> _Goal_: Take the line that contains "grain with a single marker." and every line after it in the material below, and quote them exactly.

>> START Record excerpts

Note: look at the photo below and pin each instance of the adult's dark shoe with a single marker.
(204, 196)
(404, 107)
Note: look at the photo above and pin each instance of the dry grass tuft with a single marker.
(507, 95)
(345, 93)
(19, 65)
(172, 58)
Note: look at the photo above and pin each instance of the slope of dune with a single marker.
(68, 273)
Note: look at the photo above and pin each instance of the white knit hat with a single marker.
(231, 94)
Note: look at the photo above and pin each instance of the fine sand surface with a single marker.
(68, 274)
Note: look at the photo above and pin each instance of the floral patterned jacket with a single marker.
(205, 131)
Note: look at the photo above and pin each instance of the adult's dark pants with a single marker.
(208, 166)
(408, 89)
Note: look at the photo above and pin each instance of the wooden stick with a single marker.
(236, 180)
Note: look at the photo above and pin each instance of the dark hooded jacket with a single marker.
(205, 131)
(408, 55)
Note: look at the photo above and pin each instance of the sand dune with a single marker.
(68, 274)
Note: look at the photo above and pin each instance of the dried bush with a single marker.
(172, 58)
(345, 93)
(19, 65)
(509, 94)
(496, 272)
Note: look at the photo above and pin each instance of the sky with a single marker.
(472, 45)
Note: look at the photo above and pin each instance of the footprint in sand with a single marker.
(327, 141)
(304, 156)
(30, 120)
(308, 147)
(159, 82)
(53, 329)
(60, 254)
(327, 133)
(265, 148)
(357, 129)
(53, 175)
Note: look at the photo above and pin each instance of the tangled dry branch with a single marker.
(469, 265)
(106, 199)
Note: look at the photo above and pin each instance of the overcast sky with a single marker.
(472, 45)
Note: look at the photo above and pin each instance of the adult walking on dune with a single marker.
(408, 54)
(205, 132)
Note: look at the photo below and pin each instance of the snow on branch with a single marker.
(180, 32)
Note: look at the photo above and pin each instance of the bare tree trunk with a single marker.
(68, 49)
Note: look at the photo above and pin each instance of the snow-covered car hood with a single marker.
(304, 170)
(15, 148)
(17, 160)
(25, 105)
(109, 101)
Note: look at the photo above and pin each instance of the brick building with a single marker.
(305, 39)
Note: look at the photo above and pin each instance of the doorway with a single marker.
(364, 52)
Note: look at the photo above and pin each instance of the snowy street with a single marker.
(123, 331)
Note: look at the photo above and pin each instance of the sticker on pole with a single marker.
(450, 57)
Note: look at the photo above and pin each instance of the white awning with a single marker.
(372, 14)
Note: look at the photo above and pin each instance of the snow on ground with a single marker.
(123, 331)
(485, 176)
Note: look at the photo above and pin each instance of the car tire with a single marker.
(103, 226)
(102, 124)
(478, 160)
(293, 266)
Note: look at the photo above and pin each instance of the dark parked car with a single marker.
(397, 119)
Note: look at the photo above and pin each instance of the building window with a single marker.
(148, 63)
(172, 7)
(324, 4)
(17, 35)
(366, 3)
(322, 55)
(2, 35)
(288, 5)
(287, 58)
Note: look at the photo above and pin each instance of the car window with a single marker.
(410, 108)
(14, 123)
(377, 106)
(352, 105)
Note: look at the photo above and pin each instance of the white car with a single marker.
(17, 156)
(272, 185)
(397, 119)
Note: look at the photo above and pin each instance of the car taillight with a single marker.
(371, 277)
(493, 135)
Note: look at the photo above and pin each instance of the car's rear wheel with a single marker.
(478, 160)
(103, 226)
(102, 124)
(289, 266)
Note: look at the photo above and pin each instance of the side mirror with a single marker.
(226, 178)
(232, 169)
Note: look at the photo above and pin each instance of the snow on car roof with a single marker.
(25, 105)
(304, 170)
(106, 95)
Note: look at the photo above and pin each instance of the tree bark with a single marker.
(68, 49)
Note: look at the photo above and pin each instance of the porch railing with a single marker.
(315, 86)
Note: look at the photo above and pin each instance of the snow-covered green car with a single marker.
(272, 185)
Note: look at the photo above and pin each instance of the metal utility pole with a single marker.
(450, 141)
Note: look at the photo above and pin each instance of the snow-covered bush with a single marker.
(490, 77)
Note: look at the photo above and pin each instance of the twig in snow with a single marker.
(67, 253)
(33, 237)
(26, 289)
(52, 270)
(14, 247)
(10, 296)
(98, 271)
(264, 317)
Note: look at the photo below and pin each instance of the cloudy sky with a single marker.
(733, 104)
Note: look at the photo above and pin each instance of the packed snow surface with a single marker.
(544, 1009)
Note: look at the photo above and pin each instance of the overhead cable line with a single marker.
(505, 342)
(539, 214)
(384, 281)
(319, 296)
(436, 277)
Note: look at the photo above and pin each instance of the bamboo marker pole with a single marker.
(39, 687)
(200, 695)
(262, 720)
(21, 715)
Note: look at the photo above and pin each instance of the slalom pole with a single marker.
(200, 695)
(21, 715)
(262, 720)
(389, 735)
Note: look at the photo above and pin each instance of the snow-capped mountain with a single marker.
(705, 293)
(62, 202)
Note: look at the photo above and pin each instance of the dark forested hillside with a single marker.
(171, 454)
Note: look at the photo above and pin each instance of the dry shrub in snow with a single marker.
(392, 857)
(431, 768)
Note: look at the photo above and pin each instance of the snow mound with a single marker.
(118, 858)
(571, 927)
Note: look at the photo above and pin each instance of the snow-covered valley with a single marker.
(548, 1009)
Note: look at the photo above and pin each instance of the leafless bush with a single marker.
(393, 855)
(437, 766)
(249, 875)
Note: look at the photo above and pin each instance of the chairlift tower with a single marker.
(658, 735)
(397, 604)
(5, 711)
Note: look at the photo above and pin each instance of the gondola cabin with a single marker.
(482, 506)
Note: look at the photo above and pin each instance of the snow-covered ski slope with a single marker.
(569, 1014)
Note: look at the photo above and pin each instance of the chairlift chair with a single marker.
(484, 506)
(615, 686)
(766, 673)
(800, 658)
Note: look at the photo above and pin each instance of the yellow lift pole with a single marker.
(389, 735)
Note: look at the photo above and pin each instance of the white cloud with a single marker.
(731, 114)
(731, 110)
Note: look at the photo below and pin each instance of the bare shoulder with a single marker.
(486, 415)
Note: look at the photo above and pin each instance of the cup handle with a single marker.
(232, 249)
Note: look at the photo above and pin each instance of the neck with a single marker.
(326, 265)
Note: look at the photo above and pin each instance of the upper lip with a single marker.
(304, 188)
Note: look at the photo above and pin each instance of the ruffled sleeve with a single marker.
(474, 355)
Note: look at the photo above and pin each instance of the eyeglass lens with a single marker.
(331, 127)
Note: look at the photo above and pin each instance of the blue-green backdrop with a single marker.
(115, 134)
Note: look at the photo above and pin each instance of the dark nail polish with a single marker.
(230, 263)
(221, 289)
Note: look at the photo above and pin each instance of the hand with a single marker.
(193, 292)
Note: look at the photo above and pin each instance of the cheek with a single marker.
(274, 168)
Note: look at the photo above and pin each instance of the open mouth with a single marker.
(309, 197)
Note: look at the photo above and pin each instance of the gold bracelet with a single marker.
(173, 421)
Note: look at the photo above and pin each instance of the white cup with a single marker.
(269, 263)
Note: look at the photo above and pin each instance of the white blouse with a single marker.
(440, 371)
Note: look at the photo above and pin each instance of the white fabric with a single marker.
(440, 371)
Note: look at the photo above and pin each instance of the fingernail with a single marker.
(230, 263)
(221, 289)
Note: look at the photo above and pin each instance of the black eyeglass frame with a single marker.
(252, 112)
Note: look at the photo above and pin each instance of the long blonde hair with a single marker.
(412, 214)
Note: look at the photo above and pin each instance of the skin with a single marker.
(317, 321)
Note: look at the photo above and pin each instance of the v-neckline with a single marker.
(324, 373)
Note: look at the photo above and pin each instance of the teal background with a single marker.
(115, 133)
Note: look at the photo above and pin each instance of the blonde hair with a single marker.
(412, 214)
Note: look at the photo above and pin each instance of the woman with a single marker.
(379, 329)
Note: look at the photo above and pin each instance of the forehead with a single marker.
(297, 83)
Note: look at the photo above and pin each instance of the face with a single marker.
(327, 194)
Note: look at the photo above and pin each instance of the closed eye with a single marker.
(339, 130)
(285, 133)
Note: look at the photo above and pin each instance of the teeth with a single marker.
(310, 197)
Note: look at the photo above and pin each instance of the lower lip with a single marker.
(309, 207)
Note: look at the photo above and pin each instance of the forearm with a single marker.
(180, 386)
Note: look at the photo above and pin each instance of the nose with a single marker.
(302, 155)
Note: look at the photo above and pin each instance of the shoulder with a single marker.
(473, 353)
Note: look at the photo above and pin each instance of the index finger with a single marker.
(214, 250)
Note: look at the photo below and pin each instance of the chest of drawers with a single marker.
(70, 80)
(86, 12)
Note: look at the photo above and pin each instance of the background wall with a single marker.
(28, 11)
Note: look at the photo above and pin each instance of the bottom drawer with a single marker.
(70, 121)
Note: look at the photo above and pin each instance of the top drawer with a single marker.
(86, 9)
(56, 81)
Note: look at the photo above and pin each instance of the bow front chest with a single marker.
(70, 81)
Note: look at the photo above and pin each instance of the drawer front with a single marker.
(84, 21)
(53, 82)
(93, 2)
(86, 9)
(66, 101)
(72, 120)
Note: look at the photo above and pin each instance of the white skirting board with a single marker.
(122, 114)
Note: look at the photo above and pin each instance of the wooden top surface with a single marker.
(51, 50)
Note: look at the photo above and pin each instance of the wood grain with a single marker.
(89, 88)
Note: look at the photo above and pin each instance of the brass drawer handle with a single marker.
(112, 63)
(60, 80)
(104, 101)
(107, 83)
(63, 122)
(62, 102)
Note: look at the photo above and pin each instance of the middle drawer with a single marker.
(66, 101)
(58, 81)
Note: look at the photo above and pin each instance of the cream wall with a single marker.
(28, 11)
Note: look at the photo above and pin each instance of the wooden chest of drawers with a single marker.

>> END Record excerpts

> _Exercise output_:
Note: look at the photo above and pin each instance of the wood grain with a single marker.
(89, 88)
Note: look at the photo above and pin each instance of the brass drawer handle with a single marker.
(112, 63)
(60, 80)
(104, 101)
(107, 83)
(63, 122)
(62, 102)
Note: look at the photo above and pin each instance of the middle drawer with a single marker.
(66, 101)
(58, 81)
Note: look at the photo above and pin each instance of the cream wall with a single marker.
(28, 11)
Note: look at the photo above and pin each instance of the wooden chest of drawers with a single marker.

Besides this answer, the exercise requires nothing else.